* EXCERPT
A cloud customer could be liable for security breaches by the cloud provider it uses. Therefore, the cloud customer should be sure that its contract protects its data. Of course, the agreement with the cloud vendor should include confidentiality provisions requiring the vendor to protect the customer's data as confidential. In addition, the customer should require the vendor to comply with SAS70, or the recent Statement on Standards for Attestation Engagements No. 16 (SSAE 16), which applies to reporting periods ending on or after June 15, 2011. SAS70 and SSAE 16 provide auditing standards covering, among others, a service provider's controls for safeguarding its customer's data. The customer should also require the vendor to comply with ISO 27002, which establishes data security standards. The customer should also require the vendor to conduct the SAS70/SSAE 16 and ISO audits at least annually and the contract should obligate the vendor to correct any deficiencies revealed by the audits.

In addition, cloud customers will want to have the right to conduct independent security assessments or audits. However, unless the customer is large, the cloud vendor may not agree to this because it disrupts operations to have numerous customers conducting audits and because an audit might expose data of other customers. Cloud vendors should note though, that if a customer is subject to audit by regulatory agencies, such as in the financial or healthcare sectors, the vendors need to allow for audits by these agencies and the vendor should agree to cooperate with any such required audits.

From the vendor side, cloud providers need to develop an incident response plan to promptly notify customers of any security breach affecting that customer's data and to cooperate with the customers to mitigate the breach and to comply with notification laws.

Data Issues

Cloud computing raises several issues concerning the storage and treatment of a customer's data, including the location of the data and jurisdictional issues; legal compliance issues; ownership issues; and, access and retention issues.

* DATA SECTION
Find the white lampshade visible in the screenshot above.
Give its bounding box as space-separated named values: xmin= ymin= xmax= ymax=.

* EXERCISE DESCRIPTION
Please write out the excerpt on cloud vendor security and data issues in full, word for word.

* EXPECTED ANSWER
A cloud customer could be liable for security breaches by the cloud provider it uses. Therefore, the cloud customer should be sure that its contract protects its data. Of course, the agreement with the cloud vendor should include confidentiality provisions requiring the vendor to protect the customer's data as confidential. In addition, the customer should require the vendor to comply with SAS70, or the recent Statement on Standards for Attestation Engagements No. 16 (SSAE 16), which applies to reporting periods ending on or after June 15, 2011. SAS70 and SSAE 16 provide auditing standards covering, among others, a service provider's controls for safeguarding its customer's data. The customer should also require the vendor to comply with ISO 27002, which establishes data security standards. The customer should also require the vendor to conduct the SAS70/SSAE 16 and ISO audits at least annually and the contract should obligate the vendor to correct any deficiencies revealed by the audits.

In addition, cloud customers will want to have the right to conduct independent security assessments or audits. However, unless the customer is large, the cloud vendor may not agree to this because it disrupts operations to have numerous customers conducting audits and because an audit might expose data of other customers. Cloud vendors should note though, that if a customer is subject to audit by regulatory agencies, such as in the financial or healthcare sectors, the vendors need to allow for audits by these agencies and the vendor should agree to cooperate with any such required audits.

From the vendor side, cloud providers need to develop an incident response plan to promptly notify customers of any security breach affecting that customer's data and to cooperate with the customers to mitigate the breach and to comply with notification laws.

Data Issues

Cloud computing raises several issues concerning the storage and treatment of a customer's data, including the location of the data and jurisdictional issues; legal compliance issues; ownership issues; and, access and retention issues.